• **Source passage**:
One of my favourite restaurant starters when I visit Spain is revueltos. Basically scrambled eggs with the mushrooms, to which prawns are often added. They generally cook the eggs much firmer than I would usually do - not quite a chopped omelette but on its w ay to becoming one.
I like enoki sprinkled in a summer salad My all time favorite mushroom recipe is ‘Mushrooms St. Thomas’, first enjoyed one summer. Does that count?
I make marinated mushrooms quite often in the summer, pretty much like you do only no sugar and more garlic and fresh herbs. Yum.
This is a long shot because of availability and cost: stuffed morels. They’re in season here now, but are US$24/lb. Some years, the price drops to below US$15, and I jump on them. I select large ones (golf ball size or larger), enlarge the cut end, then stuff some of them with a pre-cooked ground meat-and-rice mix (Greek kima), some with Italian sausage, some with ricotta cheese. Roasted bell peppers would work, too. In a rimmed baking sheet, I pour in a good amount of olive oil, roll the stuffed morels around in it, then into the oven at 375 until browned.
We make these several times a summer:
I swap basil for the suggested herbs. I had some leftover filling last time, so I chopped up some zucchini and covered it with the filling and cooked it on the grill. It was a tasty experiment that I will repeat.

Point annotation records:
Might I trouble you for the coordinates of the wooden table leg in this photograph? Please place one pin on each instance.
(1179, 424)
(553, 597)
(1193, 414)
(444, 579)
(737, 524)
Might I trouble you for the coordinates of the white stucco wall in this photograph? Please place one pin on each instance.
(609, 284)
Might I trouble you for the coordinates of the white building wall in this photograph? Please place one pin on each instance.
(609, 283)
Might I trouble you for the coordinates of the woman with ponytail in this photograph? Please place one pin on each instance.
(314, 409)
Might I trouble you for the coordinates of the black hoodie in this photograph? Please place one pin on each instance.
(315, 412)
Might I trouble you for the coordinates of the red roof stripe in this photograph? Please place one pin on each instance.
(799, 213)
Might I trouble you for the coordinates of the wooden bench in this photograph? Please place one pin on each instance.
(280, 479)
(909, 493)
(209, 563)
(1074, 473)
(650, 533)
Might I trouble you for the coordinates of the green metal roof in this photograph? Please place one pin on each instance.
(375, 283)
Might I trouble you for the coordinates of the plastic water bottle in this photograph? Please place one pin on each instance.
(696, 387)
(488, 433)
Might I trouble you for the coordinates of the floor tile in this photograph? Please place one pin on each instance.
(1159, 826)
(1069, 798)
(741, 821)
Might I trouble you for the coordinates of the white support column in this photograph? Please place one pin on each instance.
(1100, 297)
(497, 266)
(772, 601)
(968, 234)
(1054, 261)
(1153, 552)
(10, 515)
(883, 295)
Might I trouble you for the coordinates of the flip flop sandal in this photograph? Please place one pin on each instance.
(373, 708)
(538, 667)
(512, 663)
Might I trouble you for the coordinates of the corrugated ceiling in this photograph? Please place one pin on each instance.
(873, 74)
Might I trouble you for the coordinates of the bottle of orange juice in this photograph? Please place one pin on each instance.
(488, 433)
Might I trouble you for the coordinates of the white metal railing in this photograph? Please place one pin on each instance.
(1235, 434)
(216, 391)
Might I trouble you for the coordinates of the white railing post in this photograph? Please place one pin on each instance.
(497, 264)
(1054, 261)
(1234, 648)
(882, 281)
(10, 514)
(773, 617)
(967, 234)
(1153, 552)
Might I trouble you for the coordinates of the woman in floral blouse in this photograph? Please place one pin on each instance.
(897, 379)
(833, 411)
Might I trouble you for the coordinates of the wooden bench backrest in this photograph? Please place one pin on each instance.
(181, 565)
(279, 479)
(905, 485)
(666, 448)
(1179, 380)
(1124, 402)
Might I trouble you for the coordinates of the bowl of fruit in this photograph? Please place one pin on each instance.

• **Required work**:
(1) Return the mushroom recipe comments word for word, from "This is a long" up to and including "I will repeat.".
(2) Resume the mushroom recipe comments, picking up right after their last sentence.
The lines have no role in this.

• **Answers given**:
(1)
This is a long shot because of availability and cost: stuffed morels. They’re in season here now, but are US$24/lb. Some years, the price drops to below US$15, and I jump on them. I select large ones (golf ball size or larger), enlarge the cut end, then stuff some of them with a pre-cooked ground meat-and-rice mix (Greek kima), some with Italian sausage, some with ricotta cheese. Roasted bell peppers would work, too. In a rimmed baking sheet, I pour in a good amount of olive oil, roll the stuffed morels around in it, then into the oven at 375 until browned.
We make these several times a summer:
I swap basil for the suggested herbs. I had some leftover filling last time, so I chopped up some zucchini and covered it with the filling and cooked it on the grill. It was a tasty experiment that I will repeat.

(2)
I use mushrooms all the time; but I’d like to throw in few ideas to shed on youse. I notice these days most stores won’t sell the white (agaricus bisporus) ones at full maturity (opened up). I believe this is so you won’t do my little easy trick. When I find one opened up, I’ll run water over the gills and into a pot. After I’ve done several, I’ll toss that spore water in my yard. I don’t use any chemicals on my lawn. I’ll bet I’ve harvested near 150 lbs. of those over 20 years. Most mushrooms have a preferred substrate in which to begin the mycelial process. A mushroom is really the fruit of the mycelial “hairs” under the soil. So, if I was washing morel spores, I’d find a dead elm stump to dump them near. They like to grow where there are dead elm roots. Boletes like pine litter. Chanterelles like low nitrogen/low PH substrates (easy to grow indoors.)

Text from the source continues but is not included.